* _Directive_
Could you rewrite the rows, starting with the very first one and stopping after the line that contains "column 155, row 102", with "one dot per instance" changed to "a single point per instance" and everything else left as it is?

/---

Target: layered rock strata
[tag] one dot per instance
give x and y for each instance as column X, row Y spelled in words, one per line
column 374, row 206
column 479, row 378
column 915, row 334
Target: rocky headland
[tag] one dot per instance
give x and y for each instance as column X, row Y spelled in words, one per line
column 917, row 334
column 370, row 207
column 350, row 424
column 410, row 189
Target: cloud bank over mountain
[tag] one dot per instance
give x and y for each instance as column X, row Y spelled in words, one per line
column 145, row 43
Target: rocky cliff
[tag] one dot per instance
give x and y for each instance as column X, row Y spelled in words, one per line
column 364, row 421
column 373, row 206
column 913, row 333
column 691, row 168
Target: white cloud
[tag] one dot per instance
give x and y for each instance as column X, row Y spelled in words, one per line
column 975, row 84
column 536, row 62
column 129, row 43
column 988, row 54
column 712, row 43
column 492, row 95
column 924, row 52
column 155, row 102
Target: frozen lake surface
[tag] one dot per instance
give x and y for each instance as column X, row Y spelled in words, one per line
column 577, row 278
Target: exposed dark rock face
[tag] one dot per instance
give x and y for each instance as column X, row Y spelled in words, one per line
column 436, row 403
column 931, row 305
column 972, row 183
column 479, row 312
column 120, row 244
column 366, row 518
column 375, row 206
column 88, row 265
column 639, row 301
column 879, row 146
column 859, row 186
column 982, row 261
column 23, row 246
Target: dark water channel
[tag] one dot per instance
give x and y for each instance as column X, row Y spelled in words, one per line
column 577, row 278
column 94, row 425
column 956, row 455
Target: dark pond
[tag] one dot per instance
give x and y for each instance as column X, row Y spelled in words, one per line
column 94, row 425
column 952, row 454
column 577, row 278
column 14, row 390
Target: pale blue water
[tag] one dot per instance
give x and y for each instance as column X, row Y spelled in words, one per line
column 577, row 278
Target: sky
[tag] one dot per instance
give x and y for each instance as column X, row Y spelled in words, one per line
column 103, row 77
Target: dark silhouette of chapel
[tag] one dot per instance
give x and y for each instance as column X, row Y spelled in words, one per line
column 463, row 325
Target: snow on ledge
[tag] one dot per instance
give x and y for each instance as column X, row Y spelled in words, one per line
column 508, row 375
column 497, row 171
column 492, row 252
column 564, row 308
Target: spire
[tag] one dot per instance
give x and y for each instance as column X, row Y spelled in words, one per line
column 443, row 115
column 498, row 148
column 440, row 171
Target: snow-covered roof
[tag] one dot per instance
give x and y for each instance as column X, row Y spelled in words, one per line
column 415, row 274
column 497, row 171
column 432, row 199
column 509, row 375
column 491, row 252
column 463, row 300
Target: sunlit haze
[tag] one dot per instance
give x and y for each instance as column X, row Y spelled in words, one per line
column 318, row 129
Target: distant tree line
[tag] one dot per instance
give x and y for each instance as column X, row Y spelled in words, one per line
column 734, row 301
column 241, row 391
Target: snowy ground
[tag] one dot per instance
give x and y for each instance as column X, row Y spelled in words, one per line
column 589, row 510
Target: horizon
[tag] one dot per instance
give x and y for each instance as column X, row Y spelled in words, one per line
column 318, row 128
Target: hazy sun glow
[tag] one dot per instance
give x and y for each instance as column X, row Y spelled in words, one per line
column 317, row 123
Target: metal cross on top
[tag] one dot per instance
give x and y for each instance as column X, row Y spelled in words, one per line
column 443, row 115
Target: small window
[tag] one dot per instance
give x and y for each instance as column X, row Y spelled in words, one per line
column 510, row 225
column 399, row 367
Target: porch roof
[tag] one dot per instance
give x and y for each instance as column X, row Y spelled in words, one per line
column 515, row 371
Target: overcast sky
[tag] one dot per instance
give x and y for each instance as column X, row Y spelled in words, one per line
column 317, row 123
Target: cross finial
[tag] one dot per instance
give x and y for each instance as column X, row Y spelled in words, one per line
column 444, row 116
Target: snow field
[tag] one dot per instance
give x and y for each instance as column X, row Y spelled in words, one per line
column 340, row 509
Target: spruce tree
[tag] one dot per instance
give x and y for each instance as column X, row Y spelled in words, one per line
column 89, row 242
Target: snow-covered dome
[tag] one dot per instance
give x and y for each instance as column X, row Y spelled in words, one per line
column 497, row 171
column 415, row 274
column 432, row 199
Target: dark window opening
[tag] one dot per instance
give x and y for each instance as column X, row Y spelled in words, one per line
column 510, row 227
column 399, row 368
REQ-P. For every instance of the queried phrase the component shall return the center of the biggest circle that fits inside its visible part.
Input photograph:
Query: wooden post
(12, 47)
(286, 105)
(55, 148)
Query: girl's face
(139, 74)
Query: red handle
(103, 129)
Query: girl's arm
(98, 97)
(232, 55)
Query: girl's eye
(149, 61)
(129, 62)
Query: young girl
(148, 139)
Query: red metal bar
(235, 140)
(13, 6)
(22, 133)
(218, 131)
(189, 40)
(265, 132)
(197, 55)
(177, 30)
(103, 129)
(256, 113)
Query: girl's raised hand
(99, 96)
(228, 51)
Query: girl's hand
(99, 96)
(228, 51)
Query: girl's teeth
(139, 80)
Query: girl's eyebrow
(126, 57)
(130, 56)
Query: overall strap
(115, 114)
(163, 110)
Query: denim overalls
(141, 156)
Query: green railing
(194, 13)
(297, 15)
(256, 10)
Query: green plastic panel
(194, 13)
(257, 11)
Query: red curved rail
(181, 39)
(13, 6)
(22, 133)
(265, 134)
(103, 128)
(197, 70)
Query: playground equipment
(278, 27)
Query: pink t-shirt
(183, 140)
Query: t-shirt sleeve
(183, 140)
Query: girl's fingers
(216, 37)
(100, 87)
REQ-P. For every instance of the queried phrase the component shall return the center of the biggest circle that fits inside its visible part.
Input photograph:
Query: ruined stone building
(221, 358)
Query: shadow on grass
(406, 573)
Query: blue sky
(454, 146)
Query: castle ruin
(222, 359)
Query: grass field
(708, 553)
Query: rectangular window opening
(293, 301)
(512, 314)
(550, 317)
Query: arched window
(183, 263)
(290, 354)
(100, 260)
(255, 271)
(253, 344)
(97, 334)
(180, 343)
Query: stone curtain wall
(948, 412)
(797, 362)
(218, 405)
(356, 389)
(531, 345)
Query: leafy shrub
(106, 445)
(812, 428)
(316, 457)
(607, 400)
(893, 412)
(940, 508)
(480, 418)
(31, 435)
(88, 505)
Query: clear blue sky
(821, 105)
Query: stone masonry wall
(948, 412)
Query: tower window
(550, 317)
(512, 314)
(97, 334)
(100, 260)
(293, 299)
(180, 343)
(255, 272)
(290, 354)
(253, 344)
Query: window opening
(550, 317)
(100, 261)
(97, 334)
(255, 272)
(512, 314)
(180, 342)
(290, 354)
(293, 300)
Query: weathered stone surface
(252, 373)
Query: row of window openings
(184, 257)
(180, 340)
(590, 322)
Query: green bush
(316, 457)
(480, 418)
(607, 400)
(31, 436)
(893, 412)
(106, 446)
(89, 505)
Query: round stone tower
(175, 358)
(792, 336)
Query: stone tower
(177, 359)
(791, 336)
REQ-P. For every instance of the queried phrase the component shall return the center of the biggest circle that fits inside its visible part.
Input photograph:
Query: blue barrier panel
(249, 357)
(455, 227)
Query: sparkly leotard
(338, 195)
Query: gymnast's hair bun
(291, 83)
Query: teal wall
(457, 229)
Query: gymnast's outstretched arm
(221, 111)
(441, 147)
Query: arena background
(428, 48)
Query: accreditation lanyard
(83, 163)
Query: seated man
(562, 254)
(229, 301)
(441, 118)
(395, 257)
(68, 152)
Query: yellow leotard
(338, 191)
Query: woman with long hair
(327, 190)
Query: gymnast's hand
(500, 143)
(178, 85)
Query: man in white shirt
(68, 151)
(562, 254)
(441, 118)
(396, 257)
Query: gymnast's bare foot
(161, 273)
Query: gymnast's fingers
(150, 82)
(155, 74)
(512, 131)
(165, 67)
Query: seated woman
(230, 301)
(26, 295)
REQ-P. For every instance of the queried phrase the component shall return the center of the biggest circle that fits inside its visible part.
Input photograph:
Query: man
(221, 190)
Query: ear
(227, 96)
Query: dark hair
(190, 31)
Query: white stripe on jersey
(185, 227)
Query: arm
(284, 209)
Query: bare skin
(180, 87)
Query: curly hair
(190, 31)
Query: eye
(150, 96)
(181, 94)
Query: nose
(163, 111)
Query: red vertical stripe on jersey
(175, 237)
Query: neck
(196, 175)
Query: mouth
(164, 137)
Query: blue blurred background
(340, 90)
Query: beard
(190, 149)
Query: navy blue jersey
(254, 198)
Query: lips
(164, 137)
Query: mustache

\---

* _Solution to the exercise_
Target: layered rock strata
[tag] a single point per instance
give x and y for each instance as column X, row Y spelled in words, one per line
column 374, row 206
column 479, row 378
column 915, row 334
Target: rocky headland
[tag] a single point per instance
give x and y for each instance as column X, row Y spelled in words, one per line
column 917, row 334
column 370, row 207
column 350, row 424
column 410, row 189
Target: cloud bank over mountain
[tag] a single point per instance
give x and y for each instance as column X, row Y spelled in words, one per line
column 145, row 43
Target: rocky cliff
[tag] a single point per instance
give x and y for each instance as column X, row Y spelled in words, one per line
column 364, row 421
column 373, row 206
column 913, row 333
column 691, row 168
Target: white cloud
[tag] a single point per instance
give x and y for each instance as column X, row Y spelled in words, one per line
column 975, row 84
column 536, row 62
column 129, row 43
column 988, row 54
column 712, row 43
column 492, row 95
column 924, row 52
column 155, row 102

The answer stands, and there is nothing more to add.